**Recorded information**.
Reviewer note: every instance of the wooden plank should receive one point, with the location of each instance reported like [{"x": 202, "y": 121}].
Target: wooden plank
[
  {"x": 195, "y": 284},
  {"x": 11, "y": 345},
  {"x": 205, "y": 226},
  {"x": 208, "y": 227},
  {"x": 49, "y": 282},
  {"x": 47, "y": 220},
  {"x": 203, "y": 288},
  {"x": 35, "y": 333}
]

**Short task**. Put the data above into a Markdown table with the columns Number and Record line, one row per non-blank line in order.

**Worked solution**.
| Number | Record line |
|---|---|
| 1 | Reviewer note: every instance of the wooden plank should receive one point, with the location of each instance reported like [{"x": 202, "y": 121}]. |
| 2 | Target: wooden plank |
| 3 | [ |
| 4 |   {"x": 195, "y": 284}, |
| 5 |   {"x": 11, "y": 345}, |
| 6 |   {"x": 205, "y": 226}, |
| 7 |   {"x": 208, "y": 227}, |
| 8 |   {"x": 49, "y": 282}, |
| 9 |   {"x": 47, "y": 220}, |
| 10 |   {"x": 203, "y": 288}, |
| 11 |   {"x": 35, "y": 333} |
| 12 | ] |